[Entries taken from a collection]
=-=-=-=-=

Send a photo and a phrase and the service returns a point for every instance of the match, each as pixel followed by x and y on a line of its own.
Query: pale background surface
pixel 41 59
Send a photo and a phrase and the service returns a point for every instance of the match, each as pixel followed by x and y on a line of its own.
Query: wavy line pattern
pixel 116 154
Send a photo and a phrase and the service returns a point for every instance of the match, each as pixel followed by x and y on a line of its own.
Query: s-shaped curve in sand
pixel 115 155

=-=-=-=-=

▶ Directions for this task: Reproduce every one of the lines above, word for word and in the same order.

▶ Exercise result:
Send a photo and a phrase and the service returns a point for every instance of the match, each as pixel followed by x and y on a line of its own.
Query: pale background surface
pixel 41 59
Send a photo and a phrase and the service returns a point for every instance of the match, each as pixel followed by x and y on a line of its own.
Query: wavy line pattern
pixel 116 154
Send a photo and a phrase and the service returns a point for every instance of the match, each as pixel followed by x and y on a line of its own.
Query: s-shaped curve in sand
pixel 115 155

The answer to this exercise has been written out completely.